◆ RECORD EXCERPTS ◆
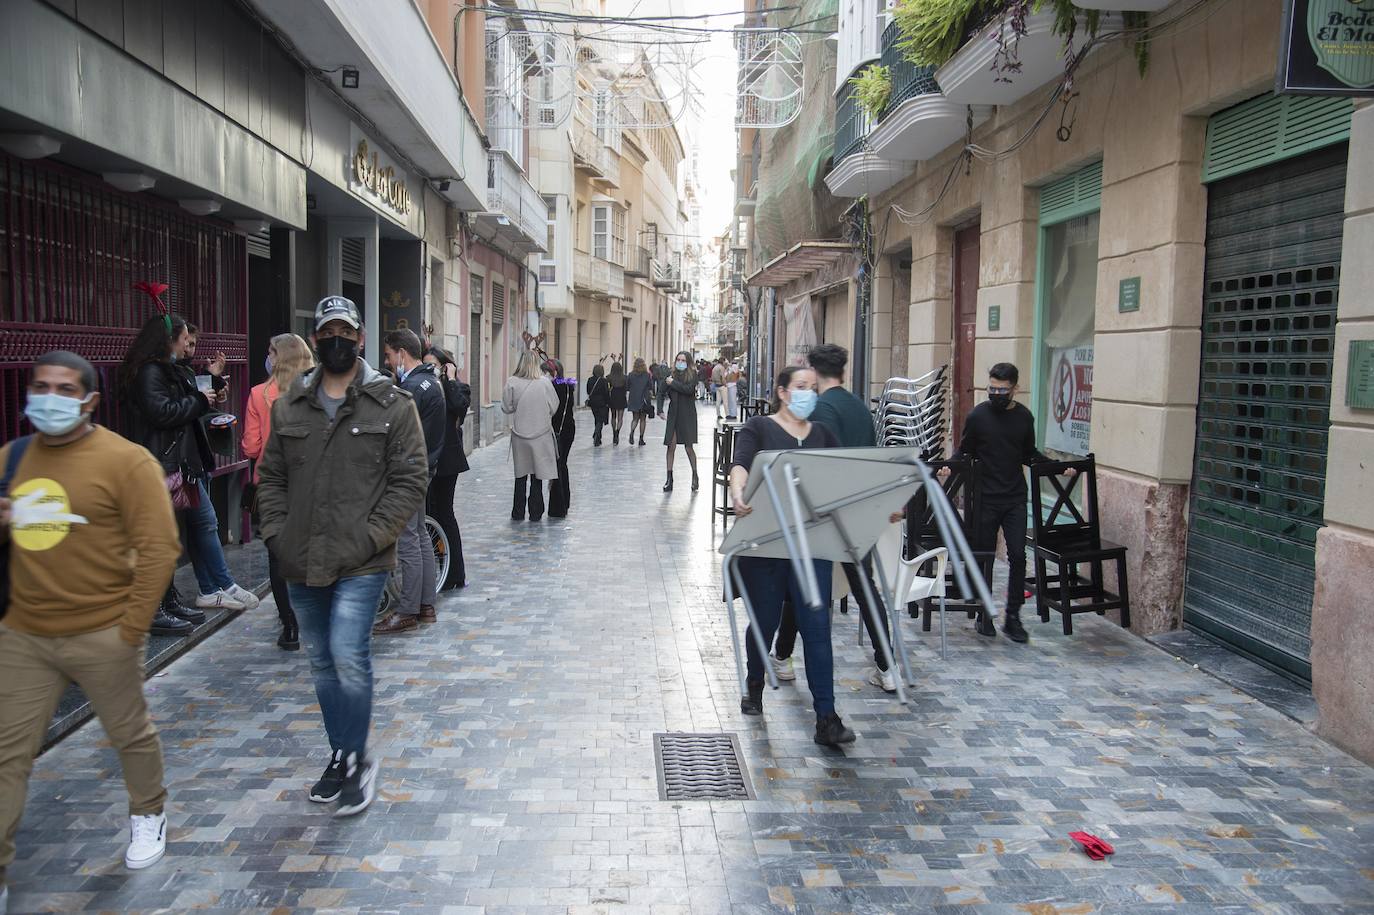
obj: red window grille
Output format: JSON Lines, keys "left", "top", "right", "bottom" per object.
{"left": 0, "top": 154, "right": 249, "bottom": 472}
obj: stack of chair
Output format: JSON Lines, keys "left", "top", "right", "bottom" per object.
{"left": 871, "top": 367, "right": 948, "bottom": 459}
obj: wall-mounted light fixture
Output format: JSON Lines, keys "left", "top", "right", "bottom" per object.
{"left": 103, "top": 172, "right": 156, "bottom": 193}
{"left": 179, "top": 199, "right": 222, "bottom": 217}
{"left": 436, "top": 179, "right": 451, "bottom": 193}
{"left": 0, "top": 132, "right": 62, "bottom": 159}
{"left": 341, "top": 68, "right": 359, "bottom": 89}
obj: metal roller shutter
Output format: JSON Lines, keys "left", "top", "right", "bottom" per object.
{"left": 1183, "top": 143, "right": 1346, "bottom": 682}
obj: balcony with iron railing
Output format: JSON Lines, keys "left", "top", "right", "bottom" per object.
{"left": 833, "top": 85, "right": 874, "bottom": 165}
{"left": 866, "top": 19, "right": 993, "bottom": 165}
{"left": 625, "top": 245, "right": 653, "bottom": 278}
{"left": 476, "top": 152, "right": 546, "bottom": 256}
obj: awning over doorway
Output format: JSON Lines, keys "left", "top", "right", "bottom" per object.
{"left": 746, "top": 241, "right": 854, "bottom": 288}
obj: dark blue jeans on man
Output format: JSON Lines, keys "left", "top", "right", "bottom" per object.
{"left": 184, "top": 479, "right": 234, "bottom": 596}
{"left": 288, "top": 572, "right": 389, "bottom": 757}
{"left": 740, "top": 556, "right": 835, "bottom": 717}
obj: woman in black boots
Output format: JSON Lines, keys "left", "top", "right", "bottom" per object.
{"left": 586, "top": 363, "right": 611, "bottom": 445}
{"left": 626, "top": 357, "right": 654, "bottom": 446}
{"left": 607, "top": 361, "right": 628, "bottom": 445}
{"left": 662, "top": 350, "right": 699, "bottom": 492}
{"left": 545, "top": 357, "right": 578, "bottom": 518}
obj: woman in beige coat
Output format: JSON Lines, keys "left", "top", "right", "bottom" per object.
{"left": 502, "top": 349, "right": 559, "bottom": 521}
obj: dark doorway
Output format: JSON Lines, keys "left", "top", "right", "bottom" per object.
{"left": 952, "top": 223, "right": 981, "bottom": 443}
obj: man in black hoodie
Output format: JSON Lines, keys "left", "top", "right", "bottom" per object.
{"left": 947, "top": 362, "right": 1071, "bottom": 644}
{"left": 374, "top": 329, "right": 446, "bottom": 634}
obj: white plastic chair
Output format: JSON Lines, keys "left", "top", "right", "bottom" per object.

---

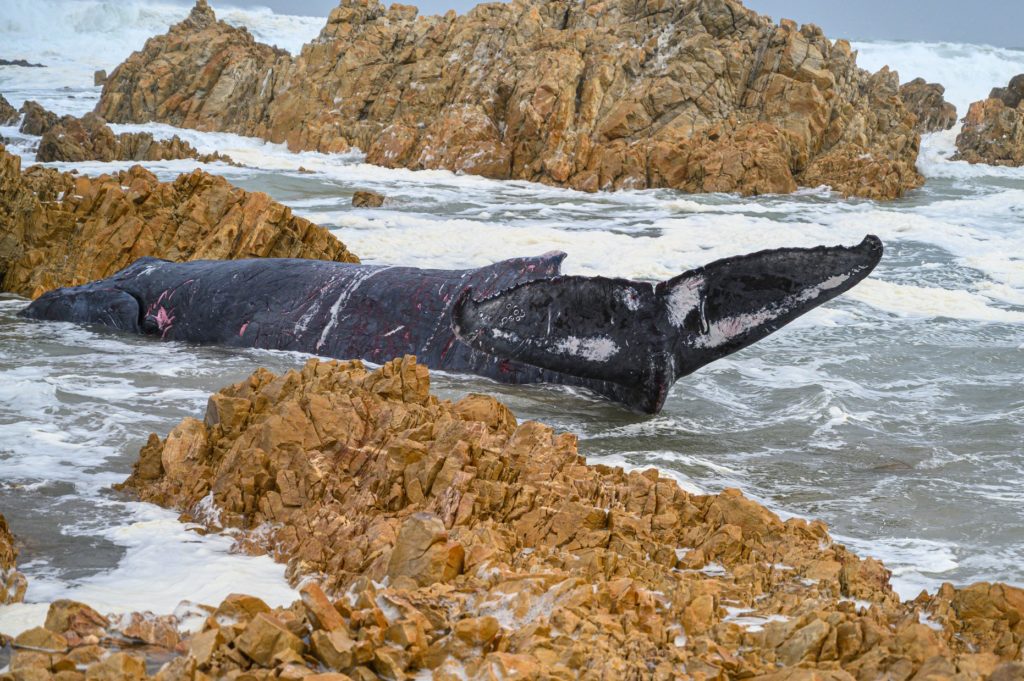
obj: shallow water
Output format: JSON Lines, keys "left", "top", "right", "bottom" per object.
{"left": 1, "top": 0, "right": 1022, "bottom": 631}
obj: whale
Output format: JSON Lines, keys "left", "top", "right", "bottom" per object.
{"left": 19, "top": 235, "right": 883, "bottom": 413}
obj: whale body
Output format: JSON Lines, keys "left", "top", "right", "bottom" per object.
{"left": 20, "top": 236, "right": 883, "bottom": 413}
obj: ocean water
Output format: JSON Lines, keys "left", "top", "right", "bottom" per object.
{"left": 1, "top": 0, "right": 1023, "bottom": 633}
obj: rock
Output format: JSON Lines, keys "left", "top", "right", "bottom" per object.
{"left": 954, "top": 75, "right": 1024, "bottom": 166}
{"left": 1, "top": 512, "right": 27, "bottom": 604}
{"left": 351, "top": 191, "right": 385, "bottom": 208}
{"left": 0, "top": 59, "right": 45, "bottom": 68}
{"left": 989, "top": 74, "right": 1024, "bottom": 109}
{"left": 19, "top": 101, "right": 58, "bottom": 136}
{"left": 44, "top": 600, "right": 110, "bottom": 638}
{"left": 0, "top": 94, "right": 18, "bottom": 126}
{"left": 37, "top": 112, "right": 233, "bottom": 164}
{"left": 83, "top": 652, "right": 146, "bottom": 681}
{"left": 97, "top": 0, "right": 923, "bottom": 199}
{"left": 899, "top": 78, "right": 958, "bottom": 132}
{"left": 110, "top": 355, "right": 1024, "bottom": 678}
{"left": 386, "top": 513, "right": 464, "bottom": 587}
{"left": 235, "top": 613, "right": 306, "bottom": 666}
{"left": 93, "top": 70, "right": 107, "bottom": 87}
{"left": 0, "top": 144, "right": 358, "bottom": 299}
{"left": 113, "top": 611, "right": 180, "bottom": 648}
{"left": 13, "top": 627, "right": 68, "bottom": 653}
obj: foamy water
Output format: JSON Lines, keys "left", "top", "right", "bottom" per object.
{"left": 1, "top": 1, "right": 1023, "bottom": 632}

◆ GOAL OF THE EXERCISE ◆
What is needed is an exact copy of the lines above, from the one containing "obj: red window grille" through the one containing "obj: metal roller shutter", with nothing added.

◆ WORKED SOLUTION ◆
obj: red window grille
Output format: JSON Lines, keys "left", "top", "right", "bottom" per object.
{"left": 0, "top": 154, "right": 249, "bottom": 472}
obj: stack of chair
Output format: JSON Lines, keys "left", "top", "right", "bottom" per object.
{"left": 871, "top": 367, "right": 948, "bottom": 459}
obj: wall-mounted light fixture
Output format: JSON Lines, keys "left", "top", "right", "bottom" per object.
{"left": 103, "top": 172, "right": 156, "bottom": 193}
{"left": 179, "top": 199, "right": 222, "bottom": 217}
{"left": 436, "top": 179, "right": 451, "bottom": 193}
{"left": 0, "top": 132, "right": 62, "bottom": 159}
{"left": 341, "top": 68, "right": 359, "bottom": 89}
obj: metal roller shutter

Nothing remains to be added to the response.